**** Data entries

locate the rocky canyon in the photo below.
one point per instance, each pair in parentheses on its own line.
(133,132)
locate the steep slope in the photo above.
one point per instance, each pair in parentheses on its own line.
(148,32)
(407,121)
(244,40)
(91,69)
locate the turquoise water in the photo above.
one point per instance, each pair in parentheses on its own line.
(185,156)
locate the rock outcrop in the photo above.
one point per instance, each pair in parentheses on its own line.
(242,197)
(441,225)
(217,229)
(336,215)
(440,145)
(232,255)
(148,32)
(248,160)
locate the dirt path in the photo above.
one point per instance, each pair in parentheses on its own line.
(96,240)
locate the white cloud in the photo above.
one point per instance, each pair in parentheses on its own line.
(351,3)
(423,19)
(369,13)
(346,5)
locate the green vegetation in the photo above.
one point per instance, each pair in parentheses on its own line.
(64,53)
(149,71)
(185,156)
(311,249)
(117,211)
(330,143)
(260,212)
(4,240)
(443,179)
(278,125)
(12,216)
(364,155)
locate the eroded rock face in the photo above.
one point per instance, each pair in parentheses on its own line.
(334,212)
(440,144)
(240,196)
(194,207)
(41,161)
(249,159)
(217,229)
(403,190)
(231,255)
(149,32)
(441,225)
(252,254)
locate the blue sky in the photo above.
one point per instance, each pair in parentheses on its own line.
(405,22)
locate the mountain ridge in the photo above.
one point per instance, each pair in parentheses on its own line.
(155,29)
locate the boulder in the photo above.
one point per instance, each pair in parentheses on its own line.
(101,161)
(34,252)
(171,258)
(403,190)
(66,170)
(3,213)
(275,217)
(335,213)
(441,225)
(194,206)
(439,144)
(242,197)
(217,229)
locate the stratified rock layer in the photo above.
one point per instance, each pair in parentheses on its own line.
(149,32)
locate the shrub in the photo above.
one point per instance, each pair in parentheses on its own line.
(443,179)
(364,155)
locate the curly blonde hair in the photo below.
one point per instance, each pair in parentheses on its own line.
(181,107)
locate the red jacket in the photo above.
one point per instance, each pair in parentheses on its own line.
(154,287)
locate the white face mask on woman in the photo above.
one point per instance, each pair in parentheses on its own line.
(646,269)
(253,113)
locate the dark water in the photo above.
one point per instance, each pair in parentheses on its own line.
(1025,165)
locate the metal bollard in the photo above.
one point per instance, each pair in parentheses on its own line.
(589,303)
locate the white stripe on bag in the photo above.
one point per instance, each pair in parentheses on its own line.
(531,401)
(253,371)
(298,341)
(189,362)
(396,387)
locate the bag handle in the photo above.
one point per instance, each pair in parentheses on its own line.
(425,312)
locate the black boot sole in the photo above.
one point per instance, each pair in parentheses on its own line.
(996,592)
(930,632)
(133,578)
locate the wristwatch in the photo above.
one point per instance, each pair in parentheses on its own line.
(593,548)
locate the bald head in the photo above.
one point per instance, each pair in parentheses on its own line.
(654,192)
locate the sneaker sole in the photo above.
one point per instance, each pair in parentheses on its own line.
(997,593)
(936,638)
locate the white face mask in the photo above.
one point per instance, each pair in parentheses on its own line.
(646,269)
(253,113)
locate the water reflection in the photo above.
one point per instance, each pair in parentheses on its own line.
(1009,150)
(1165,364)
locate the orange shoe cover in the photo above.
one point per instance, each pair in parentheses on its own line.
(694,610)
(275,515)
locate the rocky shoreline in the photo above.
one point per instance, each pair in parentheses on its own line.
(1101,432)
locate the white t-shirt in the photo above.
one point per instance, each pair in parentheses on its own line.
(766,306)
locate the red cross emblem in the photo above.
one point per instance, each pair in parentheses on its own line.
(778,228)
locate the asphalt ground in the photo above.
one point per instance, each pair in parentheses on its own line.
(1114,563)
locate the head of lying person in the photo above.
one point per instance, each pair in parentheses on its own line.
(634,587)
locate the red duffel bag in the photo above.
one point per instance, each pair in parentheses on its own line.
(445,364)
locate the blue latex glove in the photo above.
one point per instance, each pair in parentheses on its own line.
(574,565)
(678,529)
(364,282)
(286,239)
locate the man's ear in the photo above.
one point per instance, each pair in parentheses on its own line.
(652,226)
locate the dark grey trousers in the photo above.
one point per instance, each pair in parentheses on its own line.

********

# Exercise prompt
Once more, set down the full listing, verbatim.

# Worked answer
locate the rocky canyon in the photo below.
one point per instance, each pair in parentheses on its own line.
(133,132)
locate the steep slope in the photo above.
one point per instance, each pair in parentheses on its own line.
(148,32)
(407,121)
(244,40)
(91,69)
locate the turquoise water in the photo above.
one point per instance, each pair in parentheses on its own line.
(185,156)
locate the rock outcrop in the photo above.
one point per instance, each pair in parentheses on its own line.
(242,197)
(441,225)
(217,229)
(336,215)
(440,145)
(232,255)
(148,32)
(248,160)
locate the dirt path in the photo above.
one point per instance, each pair in parentheses on its own line.
(96,240)
locate the white cloud in the photo above.
one point per instance, each pair in parentheses on its own line.
(351,3)
(423,19)
(369,13)
(346,5)
locate the green vegetation in the photo above.
one point per instance, each pair in parentheses on its own line.
(64,53)
(149,71)
(185,156)
(311,249)
(117,211)
(330,143)
(260,212)
(4,240)
(443,179)
(278,125)
(12,216)
(364,155)
locate the eroded rock face in the photo above.
one point per instance, each pair in parentheses on its own line.
(334,212)
(440,144)
(240,196)
(194,207)
(41,161)
(249,159)
(217,229)
(403,190)
(231,255)
(149,32)
(441,225)
(252,254)
locate the blue sky in the photo above.
one point per instance, each pair in parentheses on its own line.
(405,22)
locate the mountain ridge in the photo above.
one point per instance, each pair in parentheses on its own line.
(155,29)
locate the boulder in the photo above.
one point per instance, each pair in parentheses on its own line.
(101,161)
(34,252)
(171,258)
(403,190)
(66,170)
(3,213)
(275,217)
(335,213)
(441,225)
(194,206)
(439,144)
(242,197)
(217,229)
locate the stratified rock layer in the photo above.
one point per instance, each pair in parentheses on its own line.
(149,32)
locate the shrub in the photo above.
one point per instance, each pair in parentheses on its own line.
(443,179)
(364,155)
locate the curly blonde hair in the photo below.
one point per instance, each pair in parentheses on its own line.
(181,107)
locate the red jacket in the photo above.
one point per instance, each pair in parentheses on its own line.
(154,287)
locate the white face mask on woman in the photo above.
one point per instance, each pair in parentheses on its own line.
(646,269)
(253,113)
locate the dark water in the photo above.
one point per instance, each pair in parentheses on its own line.
(1025,165)
locate the metal bollard in the photo above.
one point per instance, each pair in parentheses on its own line.
(589,303)
locate the white stripe on bag in the photo above.
one point per instance, each pair in parentheses on its own line.
(531,401)
(253,371)
(298,341)
(189,362)
(396,387)
locate the bag handle in the photo above.
one point per instance, each pair in parentheses on its own line.
(425,312)
locate the black boot sole in the photo above.
one point per instance, each pair in parentheses on its own line.
(996,592)
(930,632)
(133,578)
locate the wristwatch in the photo above.
one point per instance, each pair in parentheses on its own line.
(593,548)
locate the bald head in the photo above.
one point per instance, each pair in parentheses on its own line.
(654,192)
locate the sneaker sole in the photo above.
one point per instance, each pair in parentheses on its own line.
(997,593)
(936,638)
locate the white face mask in the photo above.
one point per instance, each pair in parentheses on its own line.
(646,269)
(253,113)
locate the water reflection in the photo above.
one point per instance, each pair in parentheses on its own line.
(1009,150)
(1165,364)
locate the orange shoe cover in the photo above.
one point per instance, each pair in parentheses on its own line.
(694,610)
(275,515)
locate the rocky shoreline in the photo above.
one point per instance, each pair in parentheses on its own line.
(1101,432)
locate the white t-shirt in the photo above.
one point per instance, each pair in parentheses on its own line.
(766,306)
locate the red cross emblem in the photo above.
one point per instance, each pair in parentheses on its own line.
(778,228)
locate the asphalt ground in the photo above.
one point per instance, each pair in parentheses on its own line.
(1114,563)
locate the head of lying person in the photo above.
one point per instance, each pair in parentheses on its own line.
(634,587)
locate the red duffel bag in the photo above.
one point per instance, each pair in parentheses on its own line.
(445,364)
locate the blue latex glove in the photo above.
one point per instance, each pair in parentheses on its own line.
(574,565)
(678,529)
(364,282)
(286,239)
locate the man's ear in the photo above.
one point per instance, each pair in parentheses on its own line.
(652,226)
locate the dark grey trousers in the photo above.
one point per instance, each pair in parentheses on its own line.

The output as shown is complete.